**Passage fourni**
· · · · · · ·
Les jours d'heureux pas sage...

Mon père, ce pied-noir au sourire si doux, avait parfois décidé dès le lever de taquiner.
« D’emmerder le monde » selon ma mère qui n’avait pas toujours soin d’éviter le « langage Porte de Clignancourt » dont elle nous protégeait à coup de taloche.
Elle ne disait pas toute la vérité qui était plutôt de l’emmerder, elle.
Et elle le savait. Aussi s’arrangeait elle pour ne pas passer trop de temps dans la même pièce que mon père.
Et ça ne marchait jamais.
Il commençait alors la journée par quelques piques soigneusement ajustées.
Les deux ou trois premières étaient accueillies par le sourire maternel.
Là, on pouvait être sûr que le piège se refermait et que le but indéfendable visé par mon père allait être atteint sous peu.
Au début, il pestait à mots couverts contre l’idée de faire le lit tout seul.
Il faut dire que ma mère était quelqu’un de très frileux, ne soupçonnait pas l’existence des couettes et aimait les couvre-lits épais, molletonnés et lourds comme des ânes morts.
Mon père avait un souffle rendu court par des années de clopes et le travail dans des produits qu’on n’oserait même pas regarder aujourd’hui.
· · · · · · ·
(Enregistrements d’annotation de contours)
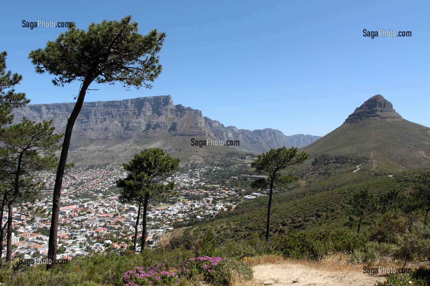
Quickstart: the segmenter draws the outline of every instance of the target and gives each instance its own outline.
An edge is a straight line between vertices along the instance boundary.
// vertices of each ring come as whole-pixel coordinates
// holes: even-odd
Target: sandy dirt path
[[[255,285],[371,286],[374,285],[376,281],[385,280],[383,276],[364,274],[359,269],[329,271],[301,264],[287,263],[261,264],[254,266],[253,269],[253,280]]]

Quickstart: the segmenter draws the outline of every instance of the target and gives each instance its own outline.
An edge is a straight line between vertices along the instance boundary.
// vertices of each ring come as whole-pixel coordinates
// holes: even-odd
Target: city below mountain
[[[430,167],[430,128],[403,119],[380,94],[366,100],[345,122],[302,148],[311,156],[362,157],[379,170]]]
[[[22,117],[37,122],[52,119],[56,131],[62,132],[74,106],[29,104],[17,109],[15,118],[17,122]],[[214,152],[260,154],[283,146],[301,147],[319,138],[286,136],[269,128],[226,127],[200,110],[175,105],[170,95],[85,102],[75,124],[68,161],[81,166],[122,164],[141,150],[157,147],[184,163]]]

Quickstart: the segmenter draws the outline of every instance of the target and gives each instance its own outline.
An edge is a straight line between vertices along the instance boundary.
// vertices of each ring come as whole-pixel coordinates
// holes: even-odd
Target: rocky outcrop
[[[356,109],[343,124],[350,124],[374,119],[403,119],[393,108],[393,104],[381,94],[377,94]]]
[[[22,117],[36,122],[52,119],[56,131],[63,132],[74,106],[74,103],[28,104],[15,110],[15,122]],[[226,151],[233,148],[254,153],[283,146],[302,147],[319,138],[303,134],[286,136],[270,128],[251,131],[226,127],[203,117],[200,110],[175,105],[172,97],[167,95],[84,102],[75,124],[71,149],[76,158],[89,158],[86,152],[95,156],[98,152],[104,157],[101,162],[124,161],[124,158],[145,148],[184,149],[190,148],[192,138],[209,137],[239,140],[240,146]],[[122,161],[117,158],[120,153]]]

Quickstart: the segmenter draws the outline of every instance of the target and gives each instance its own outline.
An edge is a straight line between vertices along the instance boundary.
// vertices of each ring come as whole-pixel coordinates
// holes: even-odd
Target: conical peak
[[[403,119],[393,108],[391,103],[381,94],[372,96],[357,108],[344,125],[375,119]]]

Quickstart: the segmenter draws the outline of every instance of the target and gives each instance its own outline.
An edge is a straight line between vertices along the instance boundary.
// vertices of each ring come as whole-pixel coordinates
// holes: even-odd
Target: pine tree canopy
[[[143,36],[138,23],[127,15],[121,21],[91,23],[85,31],[72,23],[68,30],[43,49],[32,51],[29,58],[36,72],[55,76],[52,82],[64,86],[75,80],[125,87],[150,88],[161,72],[157,55],[166,37],[157,30]]]

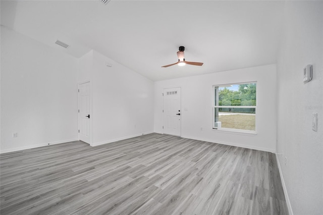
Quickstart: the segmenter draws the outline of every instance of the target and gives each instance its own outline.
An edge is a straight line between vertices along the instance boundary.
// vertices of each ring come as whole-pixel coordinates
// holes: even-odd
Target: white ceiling
[[[79,58],[94,49],[153,80],[276,63],[282,1],[1,1],[1,24]],[[59,39],[71,47],[54,43]],[[178,47],[185,59],[176,63]]]

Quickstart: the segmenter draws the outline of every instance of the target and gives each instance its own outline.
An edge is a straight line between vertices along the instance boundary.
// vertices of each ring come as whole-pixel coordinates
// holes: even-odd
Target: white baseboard
[[[31,148],[46,146],[46,145],[55,145],[57,144],[65,143],[69,142],[73,142],[73,141],[76,141],[78,140],[78,139],[70,139],[69,140],[60,140],[59,141],[46,142],[45,143],[41,143],[41,144],[37,144],[37,145],[27,145],[26,146],[13,148],[9,149],[0,150],[0,154],[3,154],[4,153],[12,152],[13,151],[21,151],[22,150],[30,149]]]
[[[250,146],[250,145],[244,145],[244,144],[241,144],[231,143],[231,142],[224,142],[224,141],[214,141],[214,140],[208,140],[208,139],[204,139],[204,138],[192,138],[191,137],[188,137],[188,136],[185,136],[185,137],[182,136],[182,137],[183,137],[183,138],[188,138],[188,139],[193,139],[193,140],[200,140],[200,141],[202,141],[209,142],[215,143],[219,143],[219,144],[223,144],[223,145],[231,145],[231,146],[232,146],[240,147],[242,147],[242,148],[249,148],[249,149],[250,149],[259,150],[259,151],[267,151],[267,152],[272,152],[272,153],[275,153],[275,152],[276,152],[275,149],[271,149],[271,148],[263,148],[263,147],[256,147],[256,146]]]
[[[120,140],[123,140],[126,139],[132,138],[133,137],[139,137],[139,136],[144,135],[145,134],[151,134],[154,133],[153,131],[149,131],[148,132],[143,132],[140,134],[134,134],[132,135],[127,136],[125,137],[120,137],[118,138],[112,139],[111,140],[105,140],[104,141],[99,142],[97,143],[92,143],[90,144],[91,146],[96,146],[100,145],[103,145],[107,143],[111,143],[114,142],[119,141]]]
[[[282,169],[281,168],[281,164],[279,163],[279,159],[278,159],[278,155],[276,154],[276,160],[277,160],[277,164],[278,166],[278,169],[279,170],[279,174],[281,175],[281,179],[282,180],[282,185],[283,185],[283,189],[284,190],[284,194],[285,195],[285,200],[286,201],[286,204],[287,204],[287,207],[288,208],[288,212],[289,215],[293,215],[293,210],[292,210],[292,205],[291,205],[291,202],[289,201],[289,198],[288,197],[288,194],[287,194],[287,189],[286,189],[286,185],[285,184],[285,181],[284,180],[284,177],[283,177],[283,173],[282,173]]]

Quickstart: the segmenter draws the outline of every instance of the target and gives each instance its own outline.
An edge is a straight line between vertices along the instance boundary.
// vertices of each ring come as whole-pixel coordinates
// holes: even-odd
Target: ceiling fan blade
[[[200,62],[190,62],[189,61],[185,61],[186,64],[189,64],[190,65],[194,65],[194,66],[202,66],[203,65],[203,63]]]
[[[171,66],[174,66],[176,64],[177,64],[179,63],[179,61],[178,62],[175,63],[175,64],[170,64],[169,65],[166,65],[166,66],[163,66],[162,67],[170,67]]]

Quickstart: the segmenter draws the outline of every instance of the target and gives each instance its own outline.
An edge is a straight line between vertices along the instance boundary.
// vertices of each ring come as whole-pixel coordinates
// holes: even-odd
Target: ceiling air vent
[[[69,47],[70,47],[70,46],[67,44],[64,43],[64,42],[60,40],[56,40],[56,42],[55,42],[55,43],[61,46],[62,47],[64,47],[65,48],[67,48]]]
[[[106,5],[106,4],[109,3],[109,2],[110,2],[111,0],[100,0],[100,1],[101,1],[101,3]]]

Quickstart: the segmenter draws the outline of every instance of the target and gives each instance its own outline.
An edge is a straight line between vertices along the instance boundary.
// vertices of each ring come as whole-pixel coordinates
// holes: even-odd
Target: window
[[[256,83],[213,86],[213,128],[255,132]]]

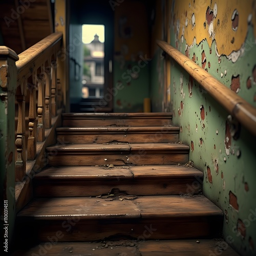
· · · · · · ·
**Ce qui est demandé**
**a)** Indiquez si chacune de ces affirmations concorde avec le récit sur les taquineries du père, en répondant par oui ou par non et en citant mot pour mot les termes qui tranchent : (i) la mère réussissait à éviter le père en quittant la pièce où il se trouvait ; (ii) les premières piques du père recevaient un sourire de la mère ; (iii) la mère préférait les couettes aux couvre-lits.
**b)** Selon le récit sur les taquineries du père, pourquoi la mère s’arrangeait-elle pour ne pas rester trop longtemps dans la même pièce que lui ?
**c)** Poursuivez le récit sur les taquineries du père à la suite de la phrase qui évoque son souffle court.
Le matériel ci-dessus provient d’une autre source que le passage fourni.

**Réponses successives**
**a)**
(i) Non : « Et ça ne marchait jamais. »
(ii) Oui : « Les deux ou trois premières étaient accueillies par le sourire maternel. »
(iii) Non : « ne soupçonnait pas l’existence des couettes et aimait les couvre-lits épais, molletonnés et lourds comme des ânes morts ».

**b)** Elle savait qu’en réalité il ne cherchait pas à « emmerder le monde », mais à l’emmerder, elle. C’est pour cette raison qu’elle tentait de l’éviter.

**c)**
Inutile donc de vous dire que l’idée de faire « au carré » un lit plein de couvertures, de draps épais comme l’humour de Canteloup et d’un couvre-lit de dix kilos ne l’enchantait pas. Il s’y mettait en pestant. S’arrêtait le drap du dessous à peine posé. Allait dans la cuisine fumer une cigarette. Disait à ma mère « tu sais que je t’aime toi ? »
Ça commençait insidieusement comme ça, vous dis-je.
Ma mère haussait les épaules, soupirait et grommelait « tu ferais mieux de finir le lit… »
Il y retournait en ayant posé sa cigarette sur le bord de la table et se faisait rappeler à l’ordre illico. La machine infernale démarrait insidieusement.
« Voyons ma poule ! Bon, je finis ma cigarette et j’y retourne. »
Tout se passerait bien si, au passage, alors qu’elle tenait une casserole sous le robinet, il ne profitait de l’occasion pour l’embrasser légèrement sur l’oreille.
Elle détestait ça et il le savait…
Elle se mettait alors « après sa peau » et l’engueulait de belle façon.
Lui la regardait d’un air enamouré –un peu faux-cul en réalité- et étonné.
Vous voyez le genre, l’air ébloui, plein d’amour et un peu niais.
Quand elle avait fini l’homélie, il la regardait encore silencieusement une dizaine de secondes.
Il retrouvait alors son accent pied-noir et déclamait « Ti sais que ti es belle, comme ça ma poule ! Ti es belle quand ti es en colère ! Ti as les étincelles qui sautent de partout ! Ti as les yeux qui rélousent ! Aïe aïe aïe ! Qué ti es belle ! Houuuu ma poule ! Viens m’embrasser ! »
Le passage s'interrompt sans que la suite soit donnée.